## EXERCISE GOAL
Please reproduce every item below with "bbox-find" replaced by "box-locate" and nothing else altered. Leave the pictures out.

----------

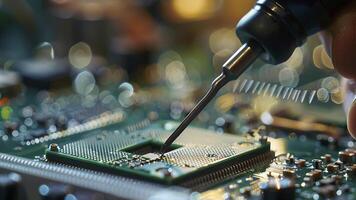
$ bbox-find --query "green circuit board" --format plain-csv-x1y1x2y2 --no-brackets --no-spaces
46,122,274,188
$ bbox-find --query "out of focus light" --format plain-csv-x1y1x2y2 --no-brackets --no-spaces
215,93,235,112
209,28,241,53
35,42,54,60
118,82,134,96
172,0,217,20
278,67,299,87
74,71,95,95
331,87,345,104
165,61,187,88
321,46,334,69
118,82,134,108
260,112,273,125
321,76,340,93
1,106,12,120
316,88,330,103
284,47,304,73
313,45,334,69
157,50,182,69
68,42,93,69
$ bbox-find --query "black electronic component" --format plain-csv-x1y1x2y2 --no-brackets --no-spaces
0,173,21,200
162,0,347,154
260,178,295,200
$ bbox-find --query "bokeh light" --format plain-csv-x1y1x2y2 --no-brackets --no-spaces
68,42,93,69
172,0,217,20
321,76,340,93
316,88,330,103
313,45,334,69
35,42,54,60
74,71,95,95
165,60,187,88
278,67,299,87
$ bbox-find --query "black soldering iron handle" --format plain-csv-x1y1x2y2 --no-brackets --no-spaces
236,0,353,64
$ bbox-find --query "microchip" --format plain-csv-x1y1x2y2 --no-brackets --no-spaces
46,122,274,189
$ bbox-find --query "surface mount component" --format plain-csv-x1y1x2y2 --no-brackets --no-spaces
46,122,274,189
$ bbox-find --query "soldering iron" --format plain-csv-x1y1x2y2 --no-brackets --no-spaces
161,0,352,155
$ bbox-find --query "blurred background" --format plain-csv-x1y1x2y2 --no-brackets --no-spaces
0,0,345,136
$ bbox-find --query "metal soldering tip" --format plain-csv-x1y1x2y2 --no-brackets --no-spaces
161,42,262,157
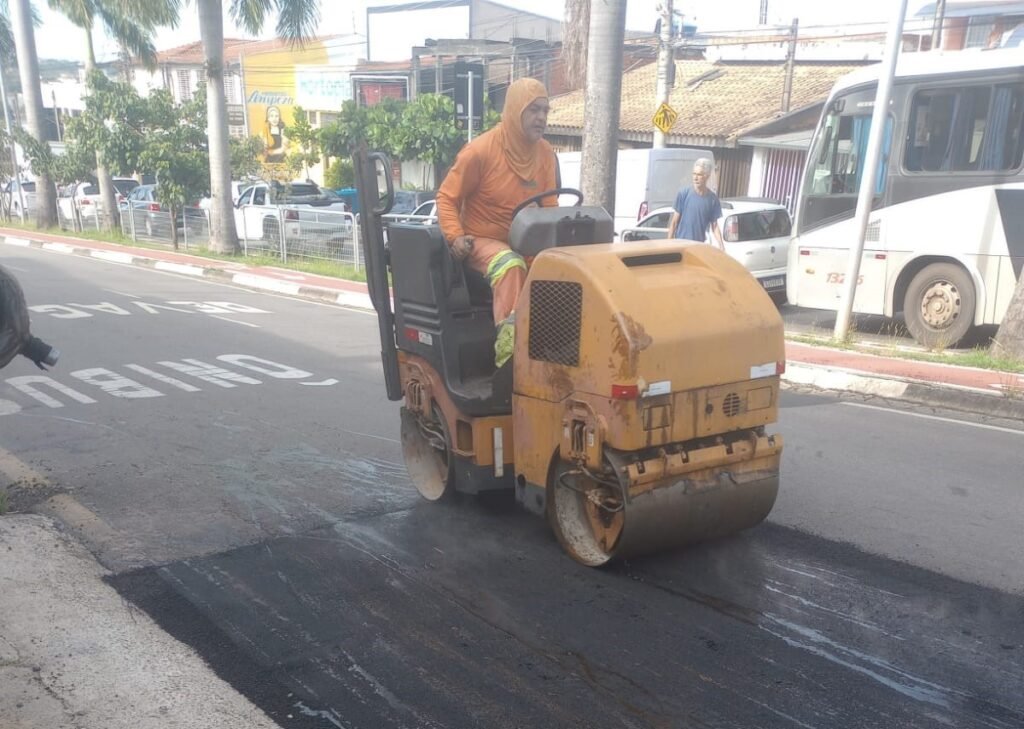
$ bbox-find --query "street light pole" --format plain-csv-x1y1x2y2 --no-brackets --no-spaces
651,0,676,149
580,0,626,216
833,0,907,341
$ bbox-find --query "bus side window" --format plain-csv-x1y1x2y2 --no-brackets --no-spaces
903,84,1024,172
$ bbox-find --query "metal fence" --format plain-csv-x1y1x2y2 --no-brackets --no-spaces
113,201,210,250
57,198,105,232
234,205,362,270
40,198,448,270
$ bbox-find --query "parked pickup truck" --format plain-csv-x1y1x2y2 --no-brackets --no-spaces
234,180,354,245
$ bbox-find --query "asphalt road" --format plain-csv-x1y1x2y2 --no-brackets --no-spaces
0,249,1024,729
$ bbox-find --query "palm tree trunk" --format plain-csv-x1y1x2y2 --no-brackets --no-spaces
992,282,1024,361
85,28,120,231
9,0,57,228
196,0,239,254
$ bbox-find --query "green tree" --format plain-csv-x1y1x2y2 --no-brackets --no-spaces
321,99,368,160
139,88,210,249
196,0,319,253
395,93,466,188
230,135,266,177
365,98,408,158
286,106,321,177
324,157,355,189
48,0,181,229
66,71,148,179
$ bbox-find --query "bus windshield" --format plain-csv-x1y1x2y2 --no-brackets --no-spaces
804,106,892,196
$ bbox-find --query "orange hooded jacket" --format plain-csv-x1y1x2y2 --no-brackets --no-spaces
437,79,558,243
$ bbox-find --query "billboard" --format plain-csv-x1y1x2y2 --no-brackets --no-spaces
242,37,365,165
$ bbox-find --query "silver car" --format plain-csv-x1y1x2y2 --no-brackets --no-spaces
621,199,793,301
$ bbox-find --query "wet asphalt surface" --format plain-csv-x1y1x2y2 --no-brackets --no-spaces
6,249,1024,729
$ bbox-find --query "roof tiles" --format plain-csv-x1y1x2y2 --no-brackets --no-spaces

----------

## TASK SOLUTION
$ box-locate --query "green circuit board" --format plain-csv-x1y1x2y2 --no-brackets --no-spaces
46,122,274,188
$ box-locate --query "out of focus light" --format plain-csv-x1y1x2y2 --no-brackets --no-spaces
215,93,235,112
209,28,241,53
35,42,54,60
118,82,134,96
172,0,217,20
278,67,299,87
74,71,95,95
331,87,345,104
165,61,187,88
321,46,334,69
118,82,134,108
260,112,273,125
321,76,340,93
1,106,12,120
316,88,330,103
284,47,304,73
313,45,334,69
157,50,182,69
68,42,93,69
$ box-locate --query "black electronic component" --format plain-csv-x1y1x2y2 --no-brackets --no-spaces
0,173,21,200
162,0,347,154
260,178,295,200
$ box-locate --query "bokeh light" --format plain-csv-x1y1x2y2 --no-brackets --no-spaces
68,42,93,69
172,0,217,20
321,76,340,93
316,88,330,103
313,45,334,69
35,42,54,60
74,71,95,95
165,60,187,88
278,67,299,87
$ box-locate --query "black soldering iron handle" --format plain-csv-x1y1x2y2 --no-brackets --no-spaces
236,0,353,64
$ box-locate --query "microchip" --format plain-csv-x1y1x2y2 --no-brackets --no-spaces
46,122,274,189
$ box-locate --query "surface mount component" --format plain-csv-x1y1x2y2 --no-brackets --no-spaces
46,122,274,189
$ box-locate --query "soldering iron" --format plain-csv-x1y1x2y2 --no-brackets --no-spaces
161,0,352,155
$ box-locate --query "blurred background" --format plain-csv-x1y1x2y2 --no-brackets --no-spaces
0,0,345,136
$ box-locate --query "metal soldering tip" --format plain-csv-x1y1x2y2 --no-brackets --no-spaces
161,42,262,157
$ box-locate --query "street light pole" --format plain-csv-x1y1x2y2 --no-brackets --no-spaces
651,0,676,149
580,0,626,216
833,0,907,341
$ box-locate --query "bus side window" --format plain-csv-x1y1x2y2 --no-brackets --no-spaces
903,84,1024,172
$ box-locate --query "metal fence" --format plain-csv-x1y1x2y2 --no-brackets --no-spaces
113,201,210,250
57,198,105,232
234,205,362,270
40,198,448,270
$ box-locate --query "parked pickup truck" --format plain-csv-x1y1x2y2 --no-brackets --no-spaces
234,180,354,245
$ box-locate --query "asphalt road" --format plain-csv-x1y1x2y2 --no-brackets --no-spaces
0,249,1024,729
$ box-locate --query "palm tree trunk" --format plain-csv-x1y1x2y2 --no-brackets --no-spaces
992,282,1024,361
85,28,120,231
9,0,57,228
196,0,239,254
$ box-locate --query "green tree" --format plain-csv-x1y1x2y2 --no-brackets --no-spaces
321,99,368,160
139,88,210,249
196,0,319,253
395,93,466,188
230,135,266,177
365,98,408,158
286,106,321,177
324,157,355,189
48,0,181,229
66,71,148,179
$ box-locate --query "bus windshield" --format plain-csv-x1y1x2y2 --no-brackets --no-spaces
804,106,892,196
$ box-locate --query "orange hooded jacket" --format plain-csv-x1y1x2y2 --no-brackets --no-spaces
437,79,558,243
$ box-locate --query "billboard" --format plain-csv-x1y1x2y2 --no-brackets --no-spaces
242,37,365,165
$ box-locate --query "silver car" --format plain-csv-x1y1x2y2 --no-brackets --no-spaces
621,199,793,301
$ box-locate --query "wet asphalt surface" --format plain-csv-x1y1x2y2 --no-brackets --no-spaces
6,249,1024,729
$ box-locate --query "roof tiles" --format plain-csv-x1y1x2y2 --no-brackets --no-spaces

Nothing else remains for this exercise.